**What is expected**.
Print out each record below, unaltered and complete, without its images.

**Entries provided**.
※ ※ ※

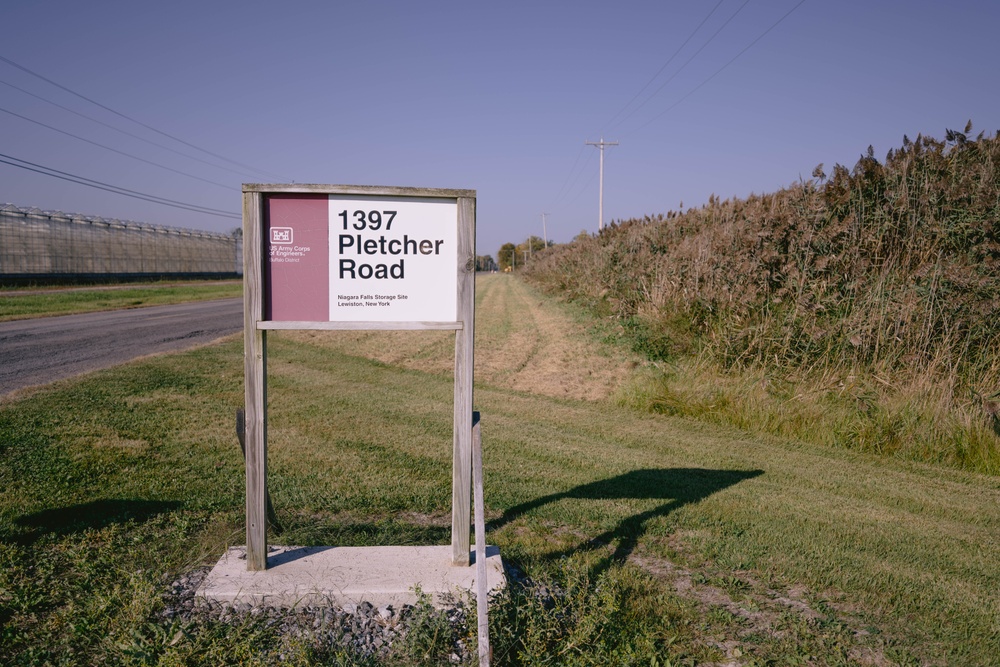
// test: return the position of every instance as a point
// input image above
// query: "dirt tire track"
(524, 341)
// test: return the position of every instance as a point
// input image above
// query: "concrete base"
(344, 576)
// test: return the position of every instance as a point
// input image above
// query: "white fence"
(50, 245)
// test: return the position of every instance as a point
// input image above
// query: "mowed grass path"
(645, 539)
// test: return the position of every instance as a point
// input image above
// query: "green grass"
(645, 539)
(16, 304)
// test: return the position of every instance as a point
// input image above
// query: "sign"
(354, 258)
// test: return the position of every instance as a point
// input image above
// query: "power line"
(125, 132)
(115, 150)
(688, 61)
(720, 70)
(81, 180)
(133, 120)
(660, 71)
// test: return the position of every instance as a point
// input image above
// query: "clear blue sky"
(497, 97)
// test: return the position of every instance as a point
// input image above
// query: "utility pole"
(600, 202)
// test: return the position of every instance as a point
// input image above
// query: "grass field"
(21, 303)
(644, 539)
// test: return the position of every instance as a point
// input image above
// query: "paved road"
(42, 350)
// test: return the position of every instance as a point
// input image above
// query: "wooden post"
(255, 365)
(482, 585)
(464, 339)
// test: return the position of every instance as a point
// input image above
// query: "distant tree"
(505, 256)
(485, 263)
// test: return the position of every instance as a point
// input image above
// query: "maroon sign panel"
(296, 258)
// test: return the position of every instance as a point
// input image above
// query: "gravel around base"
(363, 630)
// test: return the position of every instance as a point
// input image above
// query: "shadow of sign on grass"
(95, 514)
(677, 487)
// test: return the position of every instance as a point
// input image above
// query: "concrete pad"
(344, 576)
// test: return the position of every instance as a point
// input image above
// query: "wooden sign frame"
(256, 325)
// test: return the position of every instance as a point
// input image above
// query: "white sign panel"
(392, 259)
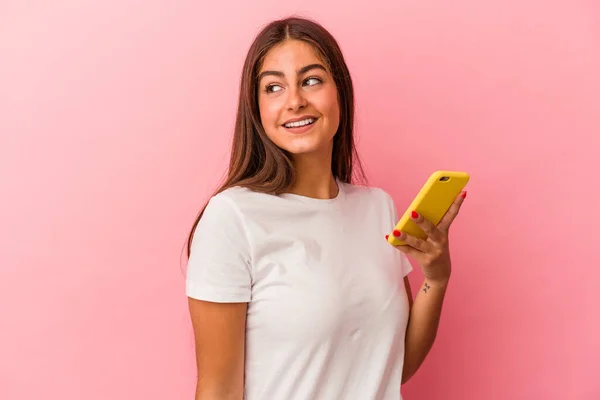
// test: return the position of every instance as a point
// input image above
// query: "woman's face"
(298, 99)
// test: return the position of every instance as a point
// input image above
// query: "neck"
(314, 177)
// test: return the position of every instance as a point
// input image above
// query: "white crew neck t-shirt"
(327, 306)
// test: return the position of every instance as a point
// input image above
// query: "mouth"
(300, 126)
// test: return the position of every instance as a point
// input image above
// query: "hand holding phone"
(433, 201)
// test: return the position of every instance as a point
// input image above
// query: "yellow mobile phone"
(432, 202)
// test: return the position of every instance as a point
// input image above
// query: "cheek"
(330, 107)
(268, 113)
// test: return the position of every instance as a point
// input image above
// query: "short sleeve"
(219, 264)
(404, 262)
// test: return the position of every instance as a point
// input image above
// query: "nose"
(296, 99)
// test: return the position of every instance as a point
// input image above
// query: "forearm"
(422, 326)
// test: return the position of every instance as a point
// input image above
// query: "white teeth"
(300, 123)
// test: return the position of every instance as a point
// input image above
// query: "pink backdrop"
(115, 119)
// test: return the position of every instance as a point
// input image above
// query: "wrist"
(436, 283)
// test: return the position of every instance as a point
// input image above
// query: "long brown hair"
(256, 162)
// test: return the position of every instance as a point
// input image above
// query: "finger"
(412, 241)
(409, 251)
(446, 221)
(432, 232)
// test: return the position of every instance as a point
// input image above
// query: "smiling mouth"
(299, 124)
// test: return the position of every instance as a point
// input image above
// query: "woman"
(293, 291)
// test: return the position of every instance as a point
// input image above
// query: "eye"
(272, 88)
(312, 81)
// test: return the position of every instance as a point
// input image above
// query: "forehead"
(291, 55)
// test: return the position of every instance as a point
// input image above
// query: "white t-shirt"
(327, 306)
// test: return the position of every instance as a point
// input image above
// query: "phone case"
(432, 202)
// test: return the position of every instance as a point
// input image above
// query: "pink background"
(115, 120)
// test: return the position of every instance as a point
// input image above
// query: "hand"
(433, 253)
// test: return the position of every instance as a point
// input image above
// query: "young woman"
(294, 293)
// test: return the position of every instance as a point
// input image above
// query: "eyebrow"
(301, 71)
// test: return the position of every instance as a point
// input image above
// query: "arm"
(422, 325)
(219, 331)
(433, 255)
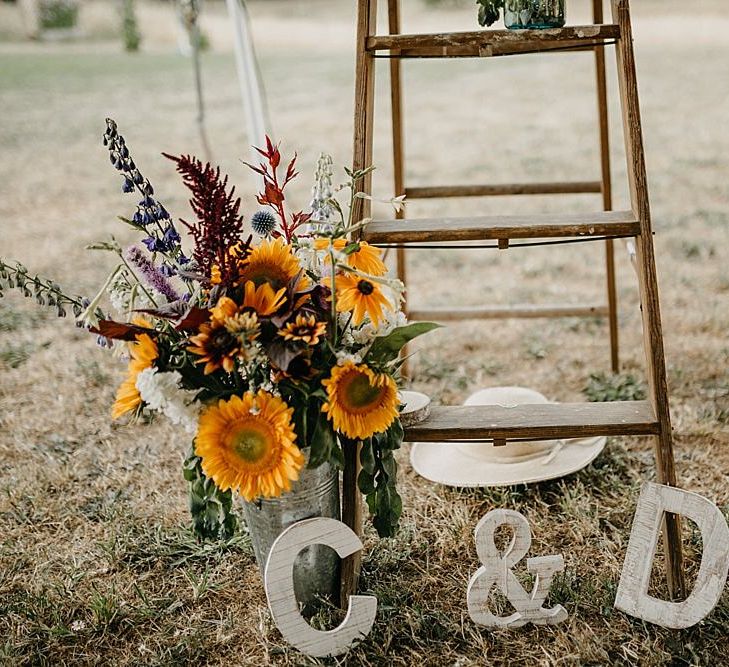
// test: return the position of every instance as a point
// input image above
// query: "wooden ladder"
(602, 187)
(545, 422)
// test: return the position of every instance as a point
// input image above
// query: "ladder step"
(603, 223)
(432, 192)
(521, 311)
(547, 421)
(493, 42)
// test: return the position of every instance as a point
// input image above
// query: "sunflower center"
(268, 273)
(223, 342)
(360, 393)
(250, 444)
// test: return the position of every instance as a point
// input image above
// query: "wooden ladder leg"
(652, 330)
(398, 147)
(607, 191)
(364, 103)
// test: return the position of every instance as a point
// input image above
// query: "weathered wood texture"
(351, 517)
(496, 572)
(525, 311)
(534, 422)
(503, 189)
(606, 190)
(484, 39)
(648, 282)
(492, 50)
(279, 584)
(602, 223)
(364, 104)
(632, 596)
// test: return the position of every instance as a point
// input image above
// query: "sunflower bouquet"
(274, 350)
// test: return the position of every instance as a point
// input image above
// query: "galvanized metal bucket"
(316, 571)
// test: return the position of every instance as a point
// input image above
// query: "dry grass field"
(97, 565)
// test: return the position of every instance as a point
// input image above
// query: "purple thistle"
(151, 274)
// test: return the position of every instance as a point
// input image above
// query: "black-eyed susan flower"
(143, 352)
(215, 344)
(216, 347)
(360, 401)
(247, 444)
(304, 328)
(361, 297)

※ ※ ※

**Output of the task**.
// test: return the position of every instance as a point
// input image above
// query: "dirt tire track"
(524, 341)
// test: return the position of every instance as a point
// input image above
// query: "concrete base"
(344, 576)
// test: return the position of every instance as a point
// input image above
// query: "white fence"
(50, 245)
// test: return the position of every instance as a point
// input image above
// query: "mowed grass path"
(645, 539)
// test: return the position of every instance as a point
// input image above
// query: "green grass"
(645, 539)
(16, 304)
// test: return the position of every instance as a point
// input image above
// query: "sign"
(354, 258)
// test: return the position of every instance as a point
// input image above
// query: "power line"
(125, 132)
(115, 150)
(688, 61)
(720, 70)
(81, 180)
(133, 120)
(660, 71)
// test: return the position of every instance as a point
// input image above
// query: "clear blue sky"
(497, 97)
// test: return the position of every instance as a point
// input image above
// query: "utility pole"
(600, 202)
// test: return the position of every instance as a point
// input image above
// query: "grass field"
(21, 303)
(644, 539)
// test: return the position of every instance as a point
// input image above
// query: "paved road"
(42, 350)
// test: return the position of every instance as a point
// input image above
// query: "wooden post"
(255, 365)
(482, 585)
(464, 339)
// test: return the position of every instance as a point
// input image above
// query: "distant tree"
(505, 256)
(485, 263)
// test: return the position of every instance as a point
// input image above
// query: "maroon sign panel"
(296, 258)
// test: return the position of every instance as a point
// input image above
// query: "gravel around base"
(363, 630)
// test: return the position of every instance as a point
// input image above
// query: "shadow of sign on grass"
(95, 514)
(677, 487)
// test: return the position of every instance as a point
// input image above
// query: "concrete pad"
(344, 576)
// test: return the position of every instance as a point
// input image above
// query: "wooden sign frame"
(256, 325)
// test: return the position of every instance as a point
// input image above
// query: "white sign panel"
(392, 259)
// test: return the position of every instance as a point
// input image above
// query: "woman's face"
(298, 99)
// test: return the position of every instance as a point
// input image above
// query: "neck"
(314, 177)
// test: return the position of every instance as a point
// input image above
// query: "white crew neck t-shirt"
(327, 306)
// test: return the position of every instance as a point
// input image above
// query: "mouth"
(300, 126)
// test: return the position of every instance as a point
// input image above
// query: "hand holding phone"
(433, 201)
// test: return the position of every instance as a point
// input image above
// query: "yellow mobile phone"
(432, 202)
// test: return the position of every instance as a point
// input image above
// query: "cheek"
(330, 107)
(268, 113)
// test: return the position of every instance as a point
// input image above
// query: "short sleeve"
(219, 264)
(404, 262)
// test: return the position of every instance as a point
// input image above
// query: "nose"
(296, 99)
// test: return the position of every instance as a point
// input image above
// query: "forearm"
(422, 326)
// test: return the position of every instance as a point
// input image above
// query: "white teeth"
(300, 123)
// test: return the position of every instance as a point
// input image above
// query: "pink backdrop"
(115, 119)
// test: return the position of every instance as a point
// input image above
// query: "wrist"
(436, 283)
// test: return the position of every instance as a point
// input image above
// query: "long brown hair"
(256, 162)
// test: return the position of every instance as a point
// input image above
// query: "finger"
(412, 241)
(409, 251)
(446, 221)
(432, 232)
// test: return the position of every instance as a point
// input image above
// query: "smiling mouth"
(299, 124)
// test: return the position of every instance as a point
// input image above
// query: "woman"
(293, 291)
// test: return the position of every instance as a point
// input image above
// query: "eye"
(272, 88)
(312, 81)
// test: return the position of every instance as a point
// input image above
// query: "forehead"
(291, 55)
// test: return the position of every instance as a point
// input image above
// query: "white t-shirt"
(327, 306)
// test: return the position of every instance as a point
// input image above
// query: "phone case"
(432, 202)
// test: return the position of every instance as a point
// input image above
// query: "pink background"
(115, 120)
// test: return the position of every instance as a point
// input image above
// query: "hand"
(433, 253)
// test: return the position of every instance as a point
// input image above
// query: "young woman"
(294, 293)
// test: return the position of every instance as a point
// input image above
// query: "eyebrow"
(301, 71)
// test: return the position of every instance as a point
// input image above
// query: "arm"
(422, 325)
(219, 331)
(433, 255)
// test: return the position of every instance as a point
// input image above
// query: "wooden ladder"
(602, 187)
(545, 422)
// test: return the position of every instance as a point
// input image above
// query: "ladder step"
(603, 223)
(432, 192)
(521, 311)
(547, 421)
(493, 42)
// test: return the position of every instance as a point
// input image above
// query: "sunflower center"
(268, 273)
(223, 342)
(360, 393)
(250, 444)
// test: return the position of every instance as a point
// input image above
// query: "wooden ladder leg"
(652, 330)
(398, 147)
(607, 191)
(364, 103)
// test: return the position of every instance as a point
// input image above
// query: "weathered wood texture"
(351, 517)
(496, 572)
(525, 311)
(534, 422)
(503, 189)
(606, 190)
(484, 39)
(648, 282)
(492, 50)
(279, 584)
(602, 223)
(364, 104)
(632, 596)
// test: return the position of every instance as a point
// input image above
// query: "sunflower bouquet"
(274, 350)
// test: return the position of every instance as a point
// input image above
// query: "galvanized metal bucket"
(316, 571)
// test: return the position of every instance as a point
// input image above
// query: "dry grass field"
(97, 565)
// test: return the position of every instance as a point
// input image above
// query: "purple thistle"
(151, 274)
// test: return the position of every instance as a point
// input image above
// query: "black-eyed susan flower"
(143, 352)
(215, 344)
(216, 347)
(360, 401)
(247, 444)
(304, 328)
(361, 297)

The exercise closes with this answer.